[Exercise tasks]:
1: Decide whether each statement below agrees with the passage on grief. Answer yes or no for each, and quote the deciding words of the passage.
(a) The passage says the grieving mourners treated the deceased with respect while that person was alive.
(b) The passage asks whether such mourners crave compassion and/or attention.
(c) The passage says people who praise the past spent their energy enjoying it at the time.
2: Continue the passage on grief as a means of manipulation from the point where it stops.

[Supplied passage]:
►
NP Rank:
Is grief an infallible means to control and manipulate others?
Have you ever been shocked by the behavior that some folks display during funerals? All those inconsolable men and women who seem totally unable to handle the passing of a loved one; a loved one they would take for granted and treat with much disrespect when he or she was still alive! How about people who solemnly swear by the past and how glorious it was, even though at the time they spent their entire energy complaining about everything and everyone? How often do people choose to continually grieve what they do not have anymore and that they used to take for granted? When he or she is gone, or when it is gone, they suddenly and almost magically decide that they cannot live without him, her, or it. Why is that? What agenda does this serve? Do they crave compassion and/or attention? Do they want the entire world to feel sorry for them? Do they need a story to share, so they can relate to others? But foremost, who are the true victims of their massive emotional fraud?
::: Should you be cautious of all those “professional” grievers?
◄
[Information provided]:
►
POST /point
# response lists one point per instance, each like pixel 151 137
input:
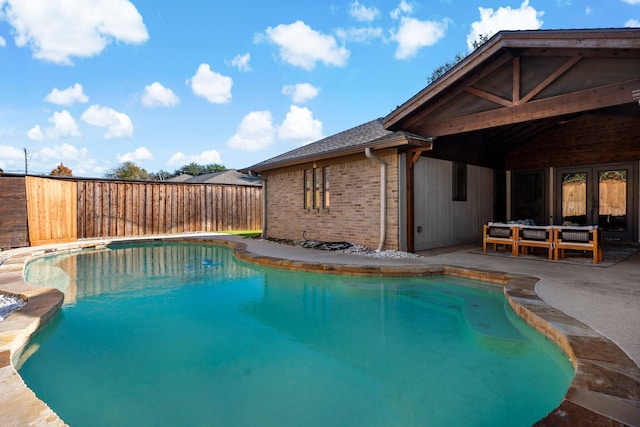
◄
[Results of the tasks]:
1:
(a) No: "a loved one they would take for granted and treat with much disrespect when he or she was still alive"
(b) Yes: "Do they crave compassion and/or attention?"
(c) No: "at the time they spent their entire energy complaining about everything and everyone"

2:
Should you be extremely cautious of people who have this tendency to grieve everything and everyone they have lost? What if there were series of hidden agendas behind the griever’s intention to show the world that he or she is still grieving? First of all, isn’t it a necessity or a norm to grieve? When you lose someone, you need to hurt and mourn. Society would condemn and judge any other display of behavior. Grief is an obligation. And it also represents a wonderful way to manipulate and control others. The next time you attend a funeral, carefully observe what is happening around you. Look at the reactions of those who are directly affected by the loss, and listen. It truly is a fascinating spectacle. It is never about the deceased. Instead, it is all about the one who is staying “behind.” And you better be there for him or for her, regardless of how long it will take. To consciously prolong the grieving process is a powerful tool that is utilized to manipulate those who genuinely care and want to help.
Per this society, it is easy to grieve. It is actually much easier to grieve than it is to take charge and make life changes that are utterly required. It may indeed look easier in the very short run. However what are the ramifications in the longer run? They are absolutely dreadful. There is not a single person who has the capacity to be the solution to your own problems and to your own life. You are the only solution to your life. But for many, this is a reality that is way too complicated or even unfair to accept. Therefore, they embrace distractions and artifacts that give them the sensation to exist. In the process, they occult one crucial element, which is the need to be accountable for all their choices. The fear of having to experience difficulties and discomfort is such that they would rather choose to regress and cultivate mediocrity. Their distraction of predilection is grief. They grieve what they refuse to have, while judging in the meantime those who dare to have a life. Grief conceals the implacable truth about the choice that people make when they discard what is absolutely needed to generate expansion.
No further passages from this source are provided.